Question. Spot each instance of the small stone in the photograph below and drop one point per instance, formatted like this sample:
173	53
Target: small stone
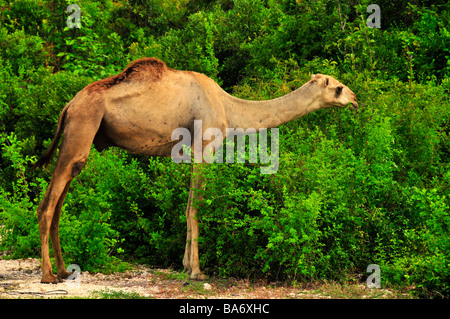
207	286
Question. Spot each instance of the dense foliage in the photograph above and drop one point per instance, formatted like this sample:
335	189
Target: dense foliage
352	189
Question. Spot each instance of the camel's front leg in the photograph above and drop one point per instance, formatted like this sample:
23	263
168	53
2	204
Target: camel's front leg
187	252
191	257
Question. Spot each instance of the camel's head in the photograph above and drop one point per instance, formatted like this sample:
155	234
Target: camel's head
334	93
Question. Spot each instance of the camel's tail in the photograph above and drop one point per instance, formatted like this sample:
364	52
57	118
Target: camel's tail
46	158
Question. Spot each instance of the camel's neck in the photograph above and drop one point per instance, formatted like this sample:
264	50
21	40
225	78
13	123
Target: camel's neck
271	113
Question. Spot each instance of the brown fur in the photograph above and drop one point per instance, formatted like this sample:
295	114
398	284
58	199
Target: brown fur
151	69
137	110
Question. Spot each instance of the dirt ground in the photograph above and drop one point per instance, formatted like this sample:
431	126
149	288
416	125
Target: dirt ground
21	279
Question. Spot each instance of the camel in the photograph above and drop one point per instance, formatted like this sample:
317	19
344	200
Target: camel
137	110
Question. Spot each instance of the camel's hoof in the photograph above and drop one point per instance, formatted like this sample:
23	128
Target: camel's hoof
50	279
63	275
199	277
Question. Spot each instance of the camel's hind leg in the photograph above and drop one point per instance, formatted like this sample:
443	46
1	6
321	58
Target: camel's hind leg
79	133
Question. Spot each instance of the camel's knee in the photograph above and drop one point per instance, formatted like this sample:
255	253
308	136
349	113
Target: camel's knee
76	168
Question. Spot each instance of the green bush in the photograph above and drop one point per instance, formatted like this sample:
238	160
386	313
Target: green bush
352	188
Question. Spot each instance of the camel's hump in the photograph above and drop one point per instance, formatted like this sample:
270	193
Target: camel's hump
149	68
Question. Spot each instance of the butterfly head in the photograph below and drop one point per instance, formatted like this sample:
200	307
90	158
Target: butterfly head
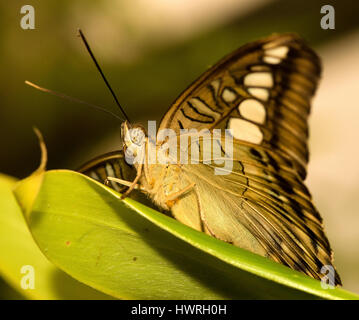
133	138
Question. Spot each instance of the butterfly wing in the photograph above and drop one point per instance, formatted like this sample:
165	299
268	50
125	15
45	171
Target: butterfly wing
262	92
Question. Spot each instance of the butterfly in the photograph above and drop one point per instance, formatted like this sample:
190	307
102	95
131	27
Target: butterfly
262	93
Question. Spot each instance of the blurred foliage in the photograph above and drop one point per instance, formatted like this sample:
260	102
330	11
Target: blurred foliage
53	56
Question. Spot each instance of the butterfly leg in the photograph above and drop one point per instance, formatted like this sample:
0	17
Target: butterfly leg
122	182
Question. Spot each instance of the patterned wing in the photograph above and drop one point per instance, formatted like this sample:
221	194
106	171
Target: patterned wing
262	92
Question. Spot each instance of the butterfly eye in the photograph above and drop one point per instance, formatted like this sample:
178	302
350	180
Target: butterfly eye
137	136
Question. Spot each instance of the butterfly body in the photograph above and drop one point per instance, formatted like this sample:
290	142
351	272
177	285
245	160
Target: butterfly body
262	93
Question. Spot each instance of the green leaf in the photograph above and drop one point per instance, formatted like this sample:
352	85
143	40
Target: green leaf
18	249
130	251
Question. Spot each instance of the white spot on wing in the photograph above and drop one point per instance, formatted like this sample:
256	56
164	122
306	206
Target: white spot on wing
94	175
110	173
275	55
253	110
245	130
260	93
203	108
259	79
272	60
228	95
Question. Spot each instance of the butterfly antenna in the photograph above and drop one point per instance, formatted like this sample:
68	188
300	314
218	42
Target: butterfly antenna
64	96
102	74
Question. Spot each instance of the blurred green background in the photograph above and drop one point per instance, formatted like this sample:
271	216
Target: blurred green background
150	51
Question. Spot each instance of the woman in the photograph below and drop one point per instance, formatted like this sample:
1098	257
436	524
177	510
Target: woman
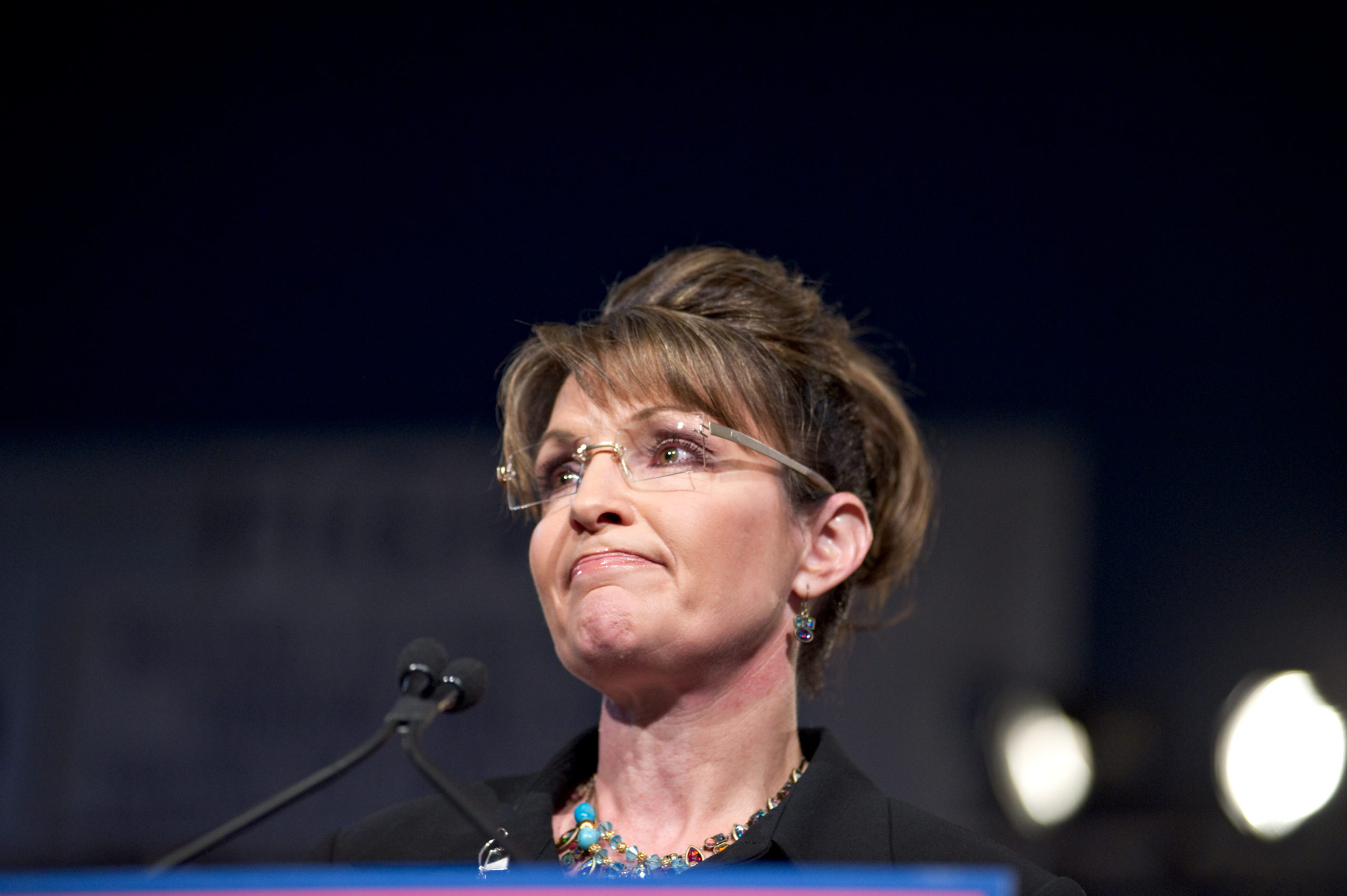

____________________

Instruction
Copy every entry word for word, but omit the pictures.

Exercise answer
Question. Spot each instance of the small stone in the photograph below and drop one point per instance, formatted like this sample:
173	53
Target: small stone
207	286
Question. Spot each instance of the dense foliage in the photograph above and drop one point per instance, formatted like this sample:
335	189
Target: dense foliage
352	189
Question. Spot each instance of the camel's front leg in the photograph above and drop one point per instance, formatted like this sample:
23	263
168	53
2	204
Target: camel's front leg
187	252
191	257
Question. Spot each instance of the camel's head in the photograph above and drop one point per instance, formatted like this sample:
155	234
Target: camel's head
334	93
Question. Spot each instance of the camel's tail in the photograph above and drop one point per instance, formatted like this sample:
364	52
57	118
Target: camel's tail
46	158
Question. Spot each instance of the camel's neck in the photograph above and drop one point per instance, formatted like this sample:
264	50
21	40
225	78
13	123
Target: camel's neck
271	113
Question. Spot each instance of the brown fur in the photograph above and drop one point per instance, formatted like this sample:
295	114
398	284
58	199
Target: brown fur
151	69
137	110
Question. Spot each instance of the dirt ground in the photograph above and drop one point per instance, formatted like this sample:
431	126
149	288
416	125
Target: dirt ground
21	279
Question. Spot each instance of the camel in the photograph above and drop one point per instance, formatted like this sample:
317	19
344	200
Target: camel
137	110
Question. Spot each instance of the camel's hoof in the photograph above and drop one point per instance, formatted like this sample:
23	128
Target: camel's hoof
50	279
63	275
199	277
Question. Spot each instance of the camel's hind leg in the photograph above and drop one point per instance, formatted like this sample:
443	46
1	6
321	58
Target: camel's hind leg
79	133
Question. Spot each instance of the camel's knee in the photograph above and drop one point per instance, formatted like this sample:
255	253
308	136
349	113
Target: camel's knee
76	168
Question. Spot each instance of the green bush in the photograph above and drop one point per instance, formatted like this sample:
238	160
386	313
Target: green bush
352	188
Question. Spot each instance of the camel's hump in the photograph above and drop one point per instance, formatted like this sample:
270	193
Target: camel's hump
149	68
Question. Spot each instance of the butterfly head in the photograph below and drop one point per instance, formatted like this sample:
200	307
90	158
Target: butterfly head
133	138
Question. Spot each instance of the butterfly wing in the photograph above and drop one point per instance, formatted like this sample:
165	299
268	50
125	15
45	171
Target: butterfly wing
262	92
Question. Spot each instance of the butterfly in the photograph above and drop one point per instance, formatted like this sample:
190	307
102	95
131	27
Target: butterfly
262	93
Question. Spot each instance of the blurred foliage in the photograph above and drop one point per instance, formatted like this sample:
260	102
330	11
Target: blurred foliage
53	56
Question. Spot each instance of the butterfly leg in the photograph above and drop one point per instance, formatted like this sample:
0	17
Target: butterfly leg
122	182
Question. Spot each instance of the patterned wing in the photograph above and drop one point per instance, formatted like this sample:
221	194
106	171
Target: patterned wing
262	92
Question. Spot each instance of the butterfly eye in the photograph above and drop one point per instance, formatted like this sample:
178	302
350	180
Target: butterfly eye
137	136
Question. Spot each instance of the butterfly body in the photograph above and drop one point per instance, formatted like this sample:
290	142
351	272
177	285
245	160
Target: butterfly body
262	93
Question. Spot each instance of the green leaf in the photograph above and drop one point per instance, formatted like this sample:
352	85
143	40
Target: green leaf
18	249
130	251
Question. Spot each instance of the white spot on wing in the photograph above and drop one point per instance, formatted like this sample:
256	56
164	122
306	206
Target: white spot on wing
94	175
110	173
275	55
253	110
245	130
260	93
203	108
259	79
272	60
228	95
Question. Spot each instance of the butterfly antenna in the photograph above and drop one point per instance, formatted like this sample:
68	188
300	314
218	42
Target: butterfly antenna
64	96
102	74
Question. Spot each instance of the blurred green background in the photograph above and drop one point per instance, formatted like this sample:
271	216
Target: blurred green background
150	51
Question. Spot each instance of the woman in the photograph below and drop one point per instance, formatted like this sample:
1098	257
436	524
177	510
Target: woman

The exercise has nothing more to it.